** Reading passage follows **

Thomas Penny (1532 – January 1589) was an English physician and early entomologist. His solo works have not survived and he is primarily known through quotations from other sixteenth-century biologists. It is believed that he broke with Aristotle on classification of caterpillars. He was also a Puritan and as such kept a low profile during the reign of Queen Mary I of England. He is perhaps best known for being partly responsible for the Insectorum, sive, Minimorum animalium theatrum or Theatre of Insects. This work was written jointly by Conrad Gessner (posthumously), Edward Edward Wotton, Thomas Muffet, and Thomas Penny.

** End of Reading passage **

▶ **Exercises**
• A. Answer these questions from the passage on Thomas Penny:
(i) What two roles does the passage give Thomas Penny in its first sentence?
(ii) During whose reign did he keep a low profile?
(iii) What is the English title given for the Insectorum, sive, Minimorum animalium theatrum?
• B. Translate this sentence from the passage on Thomas Penny into Spanish: "His solo works have not survived and he is primarily known through quotations from other sixteenth-century biologists."
• C. Continue the passage on Thomas Penny from the point where it stops.
The data after this point are separate material with no connection to the passage on Thomas Penny.

** Excerpted data follows **

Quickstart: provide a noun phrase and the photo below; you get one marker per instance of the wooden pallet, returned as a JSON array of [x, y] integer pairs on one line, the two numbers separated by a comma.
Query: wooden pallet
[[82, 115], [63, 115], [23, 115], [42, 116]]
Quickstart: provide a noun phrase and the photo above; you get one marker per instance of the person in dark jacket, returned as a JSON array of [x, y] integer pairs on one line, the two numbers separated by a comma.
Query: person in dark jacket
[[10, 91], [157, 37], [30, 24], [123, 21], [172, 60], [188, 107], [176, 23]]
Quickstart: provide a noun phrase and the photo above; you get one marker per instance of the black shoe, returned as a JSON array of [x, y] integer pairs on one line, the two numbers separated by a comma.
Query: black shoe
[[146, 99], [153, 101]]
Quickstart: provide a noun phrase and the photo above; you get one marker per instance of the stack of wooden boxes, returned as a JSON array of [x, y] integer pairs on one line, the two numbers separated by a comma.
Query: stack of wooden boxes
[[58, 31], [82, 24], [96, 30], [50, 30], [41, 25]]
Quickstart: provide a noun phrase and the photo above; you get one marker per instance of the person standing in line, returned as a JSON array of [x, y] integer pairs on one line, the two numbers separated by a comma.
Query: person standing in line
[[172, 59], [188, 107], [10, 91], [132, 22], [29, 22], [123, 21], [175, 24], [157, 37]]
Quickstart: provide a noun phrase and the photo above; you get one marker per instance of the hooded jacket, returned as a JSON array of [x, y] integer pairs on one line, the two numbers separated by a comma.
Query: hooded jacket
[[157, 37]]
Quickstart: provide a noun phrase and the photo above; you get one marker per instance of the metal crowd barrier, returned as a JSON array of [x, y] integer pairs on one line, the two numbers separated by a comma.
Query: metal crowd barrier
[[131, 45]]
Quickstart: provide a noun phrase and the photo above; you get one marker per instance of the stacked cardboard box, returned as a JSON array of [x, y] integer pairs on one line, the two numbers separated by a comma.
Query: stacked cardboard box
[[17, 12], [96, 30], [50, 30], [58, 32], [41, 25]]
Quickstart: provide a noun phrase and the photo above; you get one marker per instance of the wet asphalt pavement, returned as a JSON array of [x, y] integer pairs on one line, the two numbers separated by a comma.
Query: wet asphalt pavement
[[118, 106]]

** End of Excerpted data **

▶ **Task answers**
• A.
(i) English physician and early entomologist
(ii) Queen Mary I of England
(iii) Theatre of Insects

• B. Sus obras en solitario no han sobrevivido y se le conoce principalmente a través de citas de otros biólogos del siglo XVI.

• C.
==Family==

Thomas was the son of John Penny or Penne of Eskrigg in Gressingham, in Lancashire. He had a younger brother, Brian Penny, who was later in the service of another native of Gressingham : Edmund Scambler, bishop of Peterborough between 1561 and 1584. Thomas Penny also had two sisters : Anne Penny, who married Rowland Atkinson of Gressingham; and Maud Penny, who married William Dickenson, vicar of Elton, in Huntingdonshire, seven miles south-west of Peterborough, where Brian Penny owned a farm. Thomas Penny married Margaret Lucas, the daughter of John Lucas (d. 1556) of St John's in Colchester, Essex, formerly one of the Masters of Requests to Edward VI. She died in November 1587 and was buried in the same tomb as her father in St Peter's the Poor in London. On 4 June 1588, Thomas Penny made his will, naming his brother Brian as his executor. The will was duly proved on 23 January 1589; but Brian died in August 1590, and his duties were taken on by his daughter, Elizabeth Penny, who was living with her uncle Thomas when she married John Kettlewood in November 1586.

Penny was asthmatic and self-medicated with a concoction of crushed woodlice mixed with wine.